_TEXT BLOCK_:
######

Another blogger I know and follow, Jeremiah (@ We Are Not Saved), posts every month short reviews of all the books he finished that month. Last month, he mentioned The Giver by Lois Lowry, and gave it a negative review.
I know that book well, and I think it’s a better-done book than he makes it out to be. I’d like to respond to his review and give my own more positive review of the book.
The Giver is a YA dystopia. But it's not like Hunger Games or any of the books that've followed in its wake. It's a simpler story for younger readers, about a more cozy dystopia that masquerades as a utopia vaguely patterned after late-twentieth-century suburban America. Our protagonist is a twelve-year-old named Jonas, whom the shadowy Community leaders have selected to apprentice to the Receiver of Memory.

######

_INFORMATION GIVEN_:
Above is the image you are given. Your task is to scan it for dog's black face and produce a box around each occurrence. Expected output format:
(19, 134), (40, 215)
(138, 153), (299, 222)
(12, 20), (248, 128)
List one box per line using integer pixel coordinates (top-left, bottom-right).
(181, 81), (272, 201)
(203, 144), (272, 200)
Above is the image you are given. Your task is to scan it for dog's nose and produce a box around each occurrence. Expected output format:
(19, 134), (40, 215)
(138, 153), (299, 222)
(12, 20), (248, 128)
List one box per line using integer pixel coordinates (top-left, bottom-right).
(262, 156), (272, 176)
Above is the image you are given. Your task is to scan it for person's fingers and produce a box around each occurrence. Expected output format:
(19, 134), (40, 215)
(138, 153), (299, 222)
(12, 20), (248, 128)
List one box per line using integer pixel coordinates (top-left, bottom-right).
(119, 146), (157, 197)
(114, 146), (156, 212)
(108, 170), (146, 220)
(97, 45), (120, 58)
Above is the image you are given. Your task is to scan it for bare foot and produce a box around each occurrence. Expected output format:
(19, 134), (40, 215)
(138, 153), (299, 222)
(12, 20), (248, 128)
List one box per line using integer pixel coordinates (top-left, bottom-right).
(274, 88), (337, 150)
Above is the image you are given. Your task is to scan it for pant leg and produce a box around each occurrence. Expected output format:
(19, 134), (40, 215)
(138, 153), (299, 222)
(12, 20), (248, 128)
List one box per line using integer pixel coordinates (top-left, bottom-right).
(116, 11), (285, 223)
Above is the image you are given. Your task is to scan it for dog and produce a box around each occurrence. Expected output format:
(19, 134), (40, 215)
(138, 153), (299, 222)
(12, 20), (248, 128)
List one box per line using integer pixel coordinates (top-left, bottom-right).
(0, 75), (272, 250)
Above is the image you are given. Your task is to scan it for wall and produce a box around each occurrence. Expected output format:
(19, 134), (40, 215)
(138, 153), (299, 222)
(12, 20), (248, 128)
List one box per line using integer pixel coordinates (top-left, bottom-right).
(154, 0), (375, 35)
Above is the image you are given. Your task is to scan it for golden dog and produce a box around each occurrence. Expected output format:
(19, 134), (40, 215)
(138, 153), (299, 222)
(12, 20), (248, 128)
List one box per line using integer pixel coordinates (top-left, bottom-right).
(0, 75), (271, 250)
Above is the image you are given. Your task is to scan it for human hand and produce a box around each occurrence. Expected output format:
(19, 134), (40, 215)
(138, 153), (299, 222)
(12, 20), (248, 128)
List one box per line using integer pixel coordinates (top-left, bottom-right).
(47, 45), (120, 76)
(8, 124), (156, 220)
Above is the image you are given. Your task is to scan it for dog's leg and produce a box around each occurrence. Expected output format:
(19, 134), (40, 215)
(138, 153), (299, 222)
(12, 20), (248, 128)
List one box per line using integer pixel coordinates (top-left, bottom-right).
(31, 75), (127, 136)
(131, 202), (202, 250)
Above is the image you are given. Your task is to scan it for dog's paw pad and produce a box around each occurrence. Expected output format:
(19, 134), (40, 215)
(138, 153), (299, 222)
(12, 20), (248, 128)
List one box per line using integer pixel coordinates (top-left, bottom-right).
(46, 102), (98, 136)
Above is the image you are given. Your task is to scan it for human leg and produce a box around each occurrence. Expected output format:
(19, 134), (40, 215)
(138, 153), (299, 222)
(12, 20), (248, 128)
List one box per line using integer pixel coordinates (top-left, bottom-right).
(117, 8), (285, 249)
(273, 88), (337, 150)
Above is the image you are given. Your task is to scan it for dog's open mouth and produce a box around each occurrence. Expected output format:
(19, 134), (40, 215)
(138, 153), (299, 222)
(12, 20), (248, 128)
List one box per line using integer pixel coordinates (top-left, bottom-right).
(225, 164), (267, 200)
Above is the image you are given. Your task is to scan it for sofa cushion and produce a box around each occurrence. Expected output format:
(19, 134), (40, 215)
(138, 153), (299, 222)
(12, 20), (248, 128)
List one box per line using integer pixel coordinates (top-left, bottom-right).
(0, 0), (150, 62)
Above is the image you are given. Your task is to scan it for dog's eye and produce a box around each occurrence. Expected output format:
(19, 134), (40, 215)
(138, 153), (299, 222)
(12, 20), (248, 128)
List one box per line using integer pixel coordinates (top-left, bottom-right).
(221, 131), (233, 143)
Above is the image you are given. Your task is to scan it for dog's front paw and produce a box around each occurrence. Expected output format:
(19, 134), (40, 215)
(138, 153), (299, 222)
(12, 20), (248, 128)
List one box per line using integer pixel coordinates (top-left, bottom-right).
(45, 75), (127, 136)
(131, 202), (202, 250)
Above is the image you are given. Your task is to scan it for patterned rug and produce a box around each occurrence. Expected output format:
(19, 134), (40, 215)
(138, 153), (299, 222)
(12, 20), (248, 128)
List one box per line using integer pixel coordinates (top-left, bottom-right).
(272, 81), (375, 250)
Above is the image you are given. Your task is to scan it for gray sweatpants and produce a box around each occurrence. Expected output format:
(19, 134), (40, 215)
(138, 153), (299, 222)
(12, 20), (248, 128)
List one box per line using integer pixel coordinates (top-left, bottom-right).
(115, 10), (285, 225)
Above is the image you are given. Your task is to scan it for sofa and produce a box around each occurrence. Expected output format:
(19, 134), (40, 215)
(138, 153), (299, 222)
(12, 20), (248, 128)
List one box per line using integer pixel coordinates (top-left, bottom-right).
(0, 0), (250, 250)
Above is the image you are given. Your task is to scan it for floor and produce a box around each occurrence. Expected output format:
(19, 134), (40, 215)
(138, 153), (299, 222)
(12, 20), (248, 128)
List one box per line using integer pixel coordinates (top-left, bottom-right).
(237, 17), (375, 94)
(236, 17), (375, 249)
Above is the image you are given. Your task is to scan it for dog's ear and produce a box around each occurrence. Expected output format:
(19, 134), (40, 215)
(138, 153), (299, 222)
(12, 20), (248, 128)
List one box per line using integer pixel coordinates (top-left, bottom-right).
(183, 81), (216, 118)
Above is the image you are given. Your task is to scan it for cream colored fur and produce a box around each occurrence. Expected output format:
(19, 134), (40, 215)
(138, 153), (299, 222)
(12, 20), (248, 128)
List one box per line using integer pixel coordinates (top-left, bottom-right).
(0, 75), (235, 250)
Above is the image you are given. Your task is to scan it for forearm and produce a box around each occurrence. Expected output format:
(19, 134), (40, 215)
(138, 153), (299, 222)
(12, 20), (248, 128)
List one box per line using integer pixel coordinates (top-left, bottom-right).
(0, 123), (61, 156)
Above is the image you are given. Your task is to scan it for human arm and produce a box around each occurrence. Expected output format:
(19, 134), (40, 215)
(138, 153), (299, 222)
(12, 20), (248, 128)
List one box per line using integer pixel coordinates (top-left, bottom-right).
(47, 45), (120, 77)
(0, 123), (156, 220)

######

Please carry on the blog post about The Giver, starting right after its last sentence. The material isn't needed here.

_TASK ANSWER_:
As the coming Receiver of Memory, Jonas receives into his mind memories of the past before this Community was set up - suffering and violence, but also beauty and joy. He gets them mind-to-mind from the old Receiver. The method isn't explained. If it's magic, it's the only magic in the book without a technobabble explanation - though there're other points of the Community that are clearly impossible technologically. Be that as it may, these memories open Jonas's mind to the shortcomings of the Community, and eventually he leaves in a way that (thanks to this maybe-magic) will potentially destroy the Community.
If you called this a paint-by-numbers dystopia, you wouldn't be wrong. So many tropes are here, and our initially-naive protagonist walks through seeing all of them before finally deciding to do something and leaving.
Jeremiah says that dystopias like this "overlook... the banality of evil in favor of flashy sin", and indeed at least one secret flashy evil is revealed to be present. But in fact, I'd say this book as a whole shows the banality of evil even more than many other YA dystopias. At the start, this Community looks like a utopia. We don't get visible oppression and poverty (unlike Hunger Games) or obvious class stratification (unlike Divergent). Instead, we get Sameness. Most of the evils there are denials, to keep up this seemingly utopian existence. The one flashy exception - perhaps put there to wake up any young readers who've overlooked the rest - doesn't negate the rest of the problems.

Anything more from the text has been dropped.